- [TEXT SHOWN]
============
Evaluating Customers habits and Predicting their Purchases with a Classification Model with BigQuery ML

Hi Folks,

I decided to release a document on using a low code ML tool for Predictive Analytics entirely on GCP.

I'll be loading datasets into BigQuery, from Google Analytics Sample E-commerce dataset that has millions of Google Analytics records for the Google Merchandise Store.
Alongside,

Query and explore the ecommerce dataset
Create a training and evaluation dataset to be used for batch prediction
Create a classification (logistic regression) model in BigQuery ML
Evaluate the performance of your machine learning model
Predict and rank the probability that a visitor will make a purchase

Right on my datasets inside BigQuery, i run an SQL command to find the total visitors who visited our website, and what % made a purchase.
============
- [REQUIREMENT] In the BigQuery ML post above, what kind of classification model is created?

- [DATASET EXTRACT]
============
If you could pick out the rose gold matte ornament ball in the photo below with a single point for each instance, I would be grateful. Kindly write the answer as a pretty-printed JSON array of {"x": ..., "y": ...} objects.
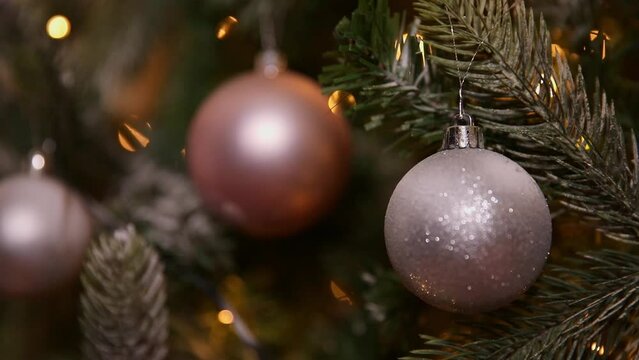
============
- [EXPECTED ANSWER] A logistic regression model.